▶ _DOCUMENT SEGMENT_:
Is this it for this year's tomato crop?
July 28, 2008 7:09 PM

What is wrong with my tomatoes?

I'm growing Early Girls in a pot with some manner of enriched soil on my front porch in Palo Alto, CA. They get sun probably 8 hours of the day and are watered both by sprinklers and also by me, watering from a can. I have not been as consistent as I could have been with watering and because the sprinklers come on at 1am, I'm not certain how thoroughly this plant gets watered. However, it's a huge plant.

A couple of weeks ago I started noticing small yellow spots on the leaves but didn't think much of it, because I was getting dozens of green tomatoes and was too excited to worry.

We got one ripe tomato last week, which was delicious. Today I picked our second ripe tomato...which is worrisome.

It's not like any pictures I can find online. Basically, the blossom end has a bunch of faint black or brown specks, and it didn't ripen. So I have a red tomato with a green and black/brown bottom. I cut it open and it smelled a little off, but I have an overactive imagination so who knows how accurate that is; it's green on the inside corresponding to the green bottom on the outside. I haven't tasted it...yet.

The spots look like the pictures I've found online of bacterial speck, but I haven't seen anything that says bacterial speck can be confined to only the very tip of the tomato, nor that it would inhibit ripening there. What would make sense to be on the blossom end is blossom end rot, but this looks nothing like pictures I can find of blossom end rot. On inspecting the plant it looks like a lot of the green tomatoes have various degrees of the same speckling. I'm wondering if I need to pull these tomatoes off or if this is something I can correct with watering or fertilizers.

▶ _WORK REQUEST 1_: In the tomato post, duplicate the passage from "Is this it for" to "tomato...which is worrisome.".
▶ _WORK REQUEST 2_: In the tomato post, at what time do the sprinklers come on?

▶ _DATA RECORDS_:
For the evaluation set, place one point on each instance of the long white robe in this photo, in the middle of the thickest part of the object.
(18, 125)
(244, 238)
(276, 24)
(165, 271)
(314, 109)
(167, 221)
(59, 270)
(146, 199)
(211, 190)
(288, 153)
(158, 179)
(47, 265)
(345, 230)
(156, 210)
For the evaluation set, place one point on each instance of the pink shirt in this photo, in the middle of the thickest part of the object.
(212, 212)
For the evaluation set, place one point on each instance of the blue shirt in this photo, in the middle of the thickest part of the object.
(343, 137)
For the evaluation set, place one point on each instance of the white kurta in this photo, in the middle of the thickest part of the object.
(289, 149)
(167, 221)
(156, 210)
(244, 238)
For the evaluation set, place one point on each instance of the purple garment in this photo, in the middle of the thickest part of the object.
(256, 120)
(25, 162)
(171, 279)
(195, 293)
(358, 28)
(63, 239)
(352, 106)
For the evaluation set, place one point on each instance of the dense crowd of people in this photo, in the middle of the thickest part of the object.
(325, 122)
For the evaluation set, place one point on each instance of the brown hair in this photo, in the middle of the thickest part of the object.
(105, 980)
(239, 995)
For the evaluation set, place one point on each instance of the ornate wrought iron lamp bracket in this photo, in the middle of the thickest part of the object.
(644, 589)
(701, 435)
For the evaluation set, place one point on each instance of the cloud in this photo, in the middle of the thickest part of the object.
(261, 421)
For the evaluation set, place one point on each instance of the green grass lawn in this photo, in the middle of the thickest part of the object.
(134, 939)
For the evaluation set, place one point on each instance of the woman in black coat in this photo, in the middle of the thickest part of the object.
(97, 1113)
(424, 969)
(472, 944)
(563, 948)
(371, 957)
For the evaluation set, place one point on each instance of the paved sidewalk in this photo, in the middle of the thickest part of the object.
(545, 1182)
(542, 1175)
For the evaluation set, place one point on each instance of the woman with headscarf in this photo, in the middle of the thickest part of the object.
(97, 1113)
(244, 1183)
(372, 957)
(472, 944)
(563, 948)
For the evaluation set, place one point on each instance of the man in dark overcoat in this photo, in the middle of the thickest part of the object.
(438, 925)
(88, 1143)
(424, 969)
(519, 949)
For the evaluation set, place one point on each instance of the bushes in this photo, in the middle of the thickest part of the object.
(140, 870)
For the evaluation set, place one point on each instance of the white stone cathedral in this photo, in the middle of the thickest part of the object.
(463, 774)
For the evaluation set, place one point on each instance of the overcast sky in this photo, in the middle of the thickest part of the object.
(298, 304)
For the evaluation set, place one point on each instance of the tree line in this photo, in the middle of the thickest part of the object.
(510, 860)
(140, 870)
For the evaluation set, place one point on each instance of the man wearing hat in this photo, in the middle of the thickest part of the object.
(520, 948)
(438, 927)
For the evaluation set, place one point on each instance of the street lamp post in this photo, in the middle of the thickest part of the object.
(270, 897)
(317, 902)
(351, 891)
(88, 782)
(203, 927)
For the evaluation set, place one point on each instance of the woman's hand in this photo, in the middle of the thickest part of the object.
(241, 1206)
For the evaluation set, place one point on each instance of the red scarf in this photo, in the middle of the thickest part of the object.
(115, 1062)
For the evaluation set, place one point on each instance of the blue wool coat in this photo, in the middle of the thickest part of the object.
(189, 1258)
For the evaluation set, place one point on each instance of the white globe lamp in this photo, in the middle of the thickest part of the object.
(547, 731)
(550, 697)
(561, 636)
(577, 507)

▶ _RESPONSE 1_:
Is this it for this year's tomato crop?
July 28, 2008 7:09 PM

What is wrong with my tomatoes?

I'm growing Early Girls in a pot with some manner of enriched soil on my front porch in Palo Alto, CA. They get sun probably 8 hours of the day and are watered both by sprinklers and also by me, watering from a can. I have not been as consistent as I could have been with watering and because the sprinklers come on at 1am, I'm not certain how thoroughly this plant gets watered. However, it's a huge plant.

A couple of weeks ago I started noticing small yellow spots on the leaves but didn't think much of it, because I was getting dozens of green tomatoes and was too excited to worry.

We got one ripe tomato last week, which was delicious. Today I picked our second ripe tomato...which is worrisome.

▶ _RESPONSE 2_: 1am